Entries shown:

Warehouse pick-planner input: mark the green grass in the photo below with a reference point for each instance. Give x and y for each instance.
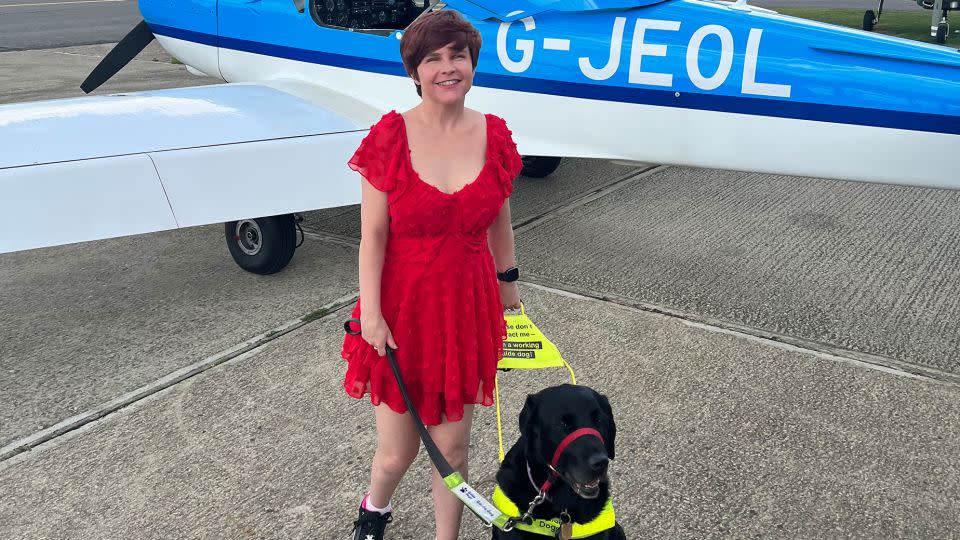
(913, 25)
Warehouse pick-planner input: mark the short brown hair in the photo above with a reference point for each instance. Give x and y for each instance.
(434, 31)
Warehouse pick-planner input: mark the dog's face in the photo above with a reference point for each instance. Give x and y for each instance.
(552, 414)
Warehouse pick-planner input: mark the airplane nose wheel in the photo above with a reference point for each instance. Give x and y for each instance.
(539, 166)
(262, 245)
(248, 236)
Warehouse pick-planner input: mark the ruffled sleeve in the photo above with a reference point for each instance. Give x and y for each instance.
(379, 157)
(505, 153)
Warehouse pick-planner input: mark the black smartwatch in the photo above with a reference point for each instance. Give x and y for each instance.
(509, 275)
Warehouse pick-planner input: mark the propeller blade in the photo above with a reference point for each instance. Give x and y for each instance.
(125, 51)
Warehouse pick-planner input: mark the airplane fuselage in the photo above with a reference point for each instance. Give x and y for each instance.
(682, 81)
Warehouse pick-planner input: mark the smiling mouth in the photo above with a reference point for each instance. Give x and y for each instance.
(587, 490)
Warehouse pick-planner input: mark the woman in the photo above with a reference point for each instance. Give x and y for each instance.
(435, 228)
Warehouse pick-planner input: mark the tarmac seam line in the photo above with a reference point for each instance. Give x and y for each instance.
(617, 184)
(104, 410)
(773, 339)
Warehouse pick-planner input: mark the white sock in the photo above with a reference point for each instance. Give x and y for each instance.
(369, 506)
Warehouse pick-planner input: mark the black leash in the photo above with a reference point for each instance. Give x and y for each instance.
(436, 456)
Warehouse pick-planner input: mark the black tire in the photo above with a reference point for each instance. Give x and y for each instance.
(942, 30)
(262, 245)
(539, 166)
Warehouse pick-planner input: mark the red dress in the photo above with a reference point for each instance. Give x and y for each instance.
(439, 291)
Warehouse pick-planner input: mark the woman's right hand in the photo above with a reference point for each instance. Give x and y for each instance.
(375, 332)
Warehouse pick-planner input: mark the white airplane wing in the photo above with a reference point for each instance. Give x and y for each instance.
(90, 168)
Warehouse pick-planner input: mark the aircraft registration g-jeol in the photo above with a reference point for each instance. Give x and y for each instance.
(687, 82)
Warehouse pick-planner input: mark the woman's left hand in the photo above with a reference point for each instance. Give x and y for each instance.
(510, 295)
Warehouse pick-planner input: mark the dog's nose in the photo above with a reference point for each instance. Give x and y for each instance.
(598, 463)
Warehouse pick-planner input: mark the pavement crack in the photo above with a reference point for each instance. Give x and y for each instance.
(104, 410)
(781, 341)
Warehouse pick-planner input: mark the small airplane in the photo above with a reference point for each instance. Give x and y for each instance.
(687, 82)
(939, 27)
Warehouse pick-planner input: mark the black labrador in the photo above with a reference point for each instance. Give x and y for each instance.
(582, 487)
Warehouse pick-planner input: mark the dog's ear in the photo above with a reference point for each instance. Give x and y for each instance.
(528, 413)
(610, 427)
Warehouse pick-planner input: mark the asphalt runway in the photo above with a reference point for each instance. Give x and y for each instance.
(45, 24)
(781, 353)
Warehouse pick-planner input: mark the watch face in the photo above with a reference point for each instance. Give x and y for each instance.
(511, 274)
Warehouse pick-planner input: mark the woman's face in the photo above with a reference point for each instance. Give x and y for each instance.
(446, 75)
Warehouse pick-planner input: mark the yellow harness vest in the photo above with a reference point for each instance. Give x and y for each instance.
(550, 527)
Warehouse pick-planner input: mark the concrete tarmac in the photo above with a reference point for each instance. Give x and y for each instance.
(780, 353)
(45, 24)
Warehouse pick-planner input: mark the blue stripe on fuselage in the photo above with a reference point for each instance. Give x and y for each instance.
(934, 123)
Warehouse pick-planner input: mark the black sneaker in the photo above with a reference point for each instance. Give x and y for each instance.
(370, 525)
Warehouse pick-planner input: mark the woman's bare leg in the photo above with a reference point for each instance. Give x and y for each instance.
(453, 439)
(397, 447)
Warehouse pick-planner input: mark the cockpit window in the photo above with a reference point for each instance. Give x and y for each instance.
(377, 16)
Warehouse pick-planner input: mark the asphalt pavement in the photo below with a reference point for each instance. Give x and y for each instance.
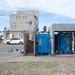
(15, 56)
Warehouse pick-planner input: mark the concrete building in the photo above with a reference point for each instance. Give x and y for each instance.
(20, 21)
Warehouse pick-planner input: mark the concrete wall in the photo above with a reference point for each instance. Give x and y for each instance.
(58, 28)
(14, 34)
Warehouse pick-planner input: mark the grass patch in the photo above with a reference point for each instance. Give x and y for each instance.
(50, 64)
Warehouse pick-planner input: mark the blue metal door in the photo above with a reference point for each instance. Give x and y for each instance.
(65, 43)
(43, 43)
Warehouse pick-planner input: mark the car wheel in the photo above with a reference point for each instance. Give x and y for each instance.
(21, 43)
(8, 43)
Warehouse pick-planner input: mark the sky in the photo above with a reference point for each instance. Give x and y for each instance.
(50, 11)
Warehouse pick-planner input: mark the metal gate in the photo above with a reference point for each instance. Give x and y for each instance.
(65, 43)
(43, 44)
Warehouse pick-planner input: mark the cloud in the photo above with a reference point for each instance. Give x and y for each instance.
(62, 7)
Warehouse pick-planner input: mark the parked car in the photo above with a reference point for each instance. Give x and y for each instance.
(14, 41)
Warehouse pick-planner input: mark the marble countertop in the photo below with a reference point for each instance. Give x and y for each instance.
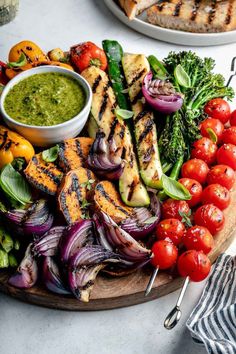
(27, 329)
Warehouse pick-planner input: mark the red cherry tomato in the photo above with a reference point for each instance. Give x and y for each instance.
(212, 124)
(227, 155)
(194, 188)
(171, 208)
(198, 238)
(195, 169)
(217, 195)
(229, 136)
(211, 217)
(219, 109)
(233, 119)
(165, 254)
(194, 264)
(205, 150)
(170, 229)
(223, 175)
(88, 54)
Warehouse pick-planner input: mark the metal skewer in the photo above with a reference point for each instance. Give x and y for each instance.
(175, 314)
(151, 281)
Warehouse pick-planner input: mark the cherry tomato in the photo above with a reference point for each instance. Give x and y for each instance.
(88, 54)
(170, 229)
(198, 238)
(211, 217)
(217, 195)
(233, 119)
(195, 169)
(205, 150)
(229, 136)
(194, 264)
(171, 208)
(223, 175)
(219, 109)
(213, 124)
(165, 254)
(194, 188)
(227, 155)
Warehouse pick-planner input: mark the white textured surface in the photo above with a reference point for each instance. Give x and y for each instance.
(27, 329)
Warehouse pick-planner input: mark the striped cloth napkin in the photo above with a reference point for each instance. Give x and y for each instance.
(213, 321)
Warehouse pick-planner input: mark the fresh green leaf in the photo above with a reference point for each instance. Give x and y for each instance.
(51, 154)
(15, 185)
(12, 260)
(174, 189)
(151, 220)
(123, 113)
(20, 62)
(212, 135)
(182, 77)
(4, 263)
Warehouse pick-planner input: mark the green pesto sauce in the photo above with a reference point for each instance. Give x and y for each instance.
(45, 99)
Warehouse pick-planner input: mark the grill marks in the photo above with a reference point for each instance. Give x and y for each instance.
(42, 175)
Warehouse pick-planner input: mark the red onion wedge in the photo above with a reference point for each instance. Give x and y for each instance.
(161, 95)
(123, 243)
(36, 219)
(84, 267)
(143, 220)
(76, 236)
(103, 158)
(52, 278)
(27, 273)
(47, 245)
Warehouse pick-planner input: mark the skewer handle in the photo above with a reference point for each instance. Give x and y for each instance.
(175, 314)
(151, 281)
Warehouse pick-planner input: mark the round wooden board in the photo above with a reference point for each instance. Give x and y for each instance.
(110, 292)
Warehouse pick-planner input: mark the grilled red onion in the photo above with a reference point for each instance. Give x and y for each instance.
(161, 95)
(77, 236)
(27, 273)
(123, 243)
(84, 267)
(143, 220)
(103, 158)
(47, 245)
(36, 219)
(52, 278)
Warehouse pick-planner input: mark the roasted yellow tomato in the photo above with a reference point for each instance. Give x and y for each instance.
(31, 50)
(13, 145)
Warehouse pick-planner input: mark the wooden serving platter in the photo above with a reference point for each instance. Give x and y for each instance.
(110, 292)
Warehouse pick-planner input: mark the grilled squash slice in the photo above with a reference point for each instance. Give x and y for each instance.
(42, 175)
(74, 192)
(132, 190)
(135, 68)
(73, 153)
(107, 199)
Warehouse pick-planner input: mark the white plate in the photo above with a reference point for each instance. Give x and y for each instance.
(172, 36)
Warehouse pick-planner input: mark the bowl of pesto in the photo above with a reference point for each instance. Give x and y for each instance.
(46, 104)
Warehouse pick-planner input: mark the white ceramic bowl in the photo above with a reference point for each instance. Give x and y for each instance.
(48, 135)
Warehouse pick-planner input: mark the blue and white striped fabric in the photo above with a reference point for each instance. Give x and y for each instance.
(213, 321)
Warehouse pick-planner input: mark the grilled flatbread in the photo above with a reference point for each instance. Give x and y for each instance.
(194, 15)
(133, 8)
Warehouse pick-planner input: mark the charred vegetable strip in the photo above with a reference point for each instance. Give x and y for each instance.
(44, 176)
(136, 67)
(114, 54)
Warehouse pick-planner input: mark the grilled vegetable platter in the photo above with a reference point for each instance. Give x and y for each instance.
(144, 186)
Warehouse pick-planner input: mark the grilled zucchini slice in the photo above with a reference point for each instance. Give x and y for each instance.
(135, 68)
(132, 190)
(42, 175)
(73, 153)
(74, 193)
(107, 199)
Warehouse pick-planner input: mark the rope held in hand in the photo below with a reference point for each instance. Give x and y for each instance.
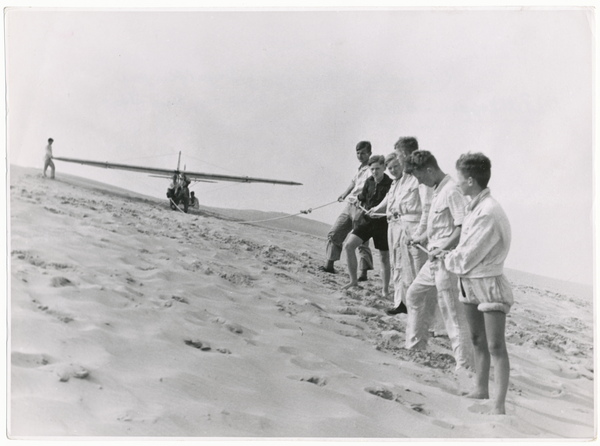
(308, 211)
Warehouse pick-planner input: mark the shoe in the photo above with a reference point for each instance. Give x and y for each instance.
(326, 270)
(398, 310)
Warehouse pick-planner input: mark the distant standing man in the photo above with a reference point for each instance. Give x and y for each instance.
(479, 262)
(194, 201)
(48, 159)
(444, 222)
(345, 222)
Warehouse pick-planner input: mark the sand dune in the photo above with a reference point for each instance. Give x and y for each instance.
(131, 320)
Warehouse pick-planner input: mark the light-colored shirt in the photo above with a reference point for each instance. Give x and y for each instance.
(484, 240)
(446, 213)
(408, 200)
(359, 181)
(48, 152)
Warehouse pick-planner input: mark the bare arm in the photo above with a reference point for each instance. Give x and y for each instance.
(346, 192)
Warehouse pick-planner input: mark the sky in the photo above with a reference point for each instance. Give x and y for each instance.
(289, 94)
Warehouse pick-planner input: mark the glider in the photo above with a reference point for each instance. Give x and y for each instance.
(181, 192)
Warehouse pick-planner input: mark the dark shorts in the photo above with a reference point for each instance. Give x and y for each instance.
(375, 229)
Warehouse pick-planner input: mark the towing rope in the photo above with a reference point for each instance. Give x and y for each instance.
(307, 211)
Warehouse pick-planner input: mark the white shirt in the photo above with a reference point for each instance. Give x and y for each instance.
(446, 213)
(484, 240)
(359, 182)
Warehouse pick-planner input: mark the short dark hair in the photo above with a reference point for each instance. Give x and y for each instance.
(418, 160)
(408, 144)
(363, 145)
(477, 166)
(377, 159)
(391, 157)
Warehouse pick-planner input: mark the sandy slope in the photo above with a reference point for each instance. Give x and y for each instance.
(128, 319)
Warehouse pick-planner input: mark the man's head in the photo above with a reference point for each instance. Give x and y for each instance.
(393, 165)
(363, 151)
(423, 166)
(473, 171)
(377, 167)
(406, 145)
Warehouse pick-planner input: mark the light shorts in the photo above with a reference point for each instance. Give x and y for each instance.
(488, 293)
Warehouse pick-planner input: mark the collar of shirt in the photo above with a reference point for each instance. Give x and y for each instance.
(480, 196)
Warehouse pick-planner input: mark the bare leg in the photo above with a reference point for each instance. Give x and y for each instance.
(495, 322)
(477, 327)
(350, 246)
(385, 271)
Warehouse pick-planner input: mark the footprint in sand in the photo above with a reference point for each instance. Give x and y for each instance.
(28, 360)
(201, 345)
(317, 380)
(61, 281)
(387, 394)
(66, 371)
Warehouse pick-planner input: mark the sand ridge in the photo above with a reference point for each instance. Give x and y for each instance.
(128, 319)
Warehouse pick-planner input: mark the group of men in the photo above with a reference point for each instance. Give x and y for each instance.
(178, 193)
(442, 243)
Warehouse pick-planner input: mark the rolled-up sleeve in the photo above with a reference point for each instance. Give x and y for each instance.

Required task:
Pull out every line from the one with "Warehouse pick-planner input: mark the bare leg" to the end of the listing, and output only those.

Result of this task:
Warehouse pick-planner input: mark the bare leg in the photo above with a reference point for each instance. Give x and y for each instance.
(495, 322)
(477, 327)
(350, 246)
(385, 271)
Warehouse pick-planner input: mark the footprint in sand in the photo above with a reference point for each instance. Give x and y for each instance.
(28, 360)
(201, 345)
(317, 380)
(61, 281)
(387, 394)
(66, 371)
Warehouse pick-planner input: mark the sand ridge in the photo above with a reference point for each instance. Give x and y for each instance.
(128, 319)
Warehouse pick-planner input: mark the group of men in the photo above with a reference point for each instance. Give x and y for each instance.
(178, 193)
(442, 243)
Warehouse pick-planner input: mark the rolled-up sleeve in the photo above with a reference point for each instance. Give x and y for each instance.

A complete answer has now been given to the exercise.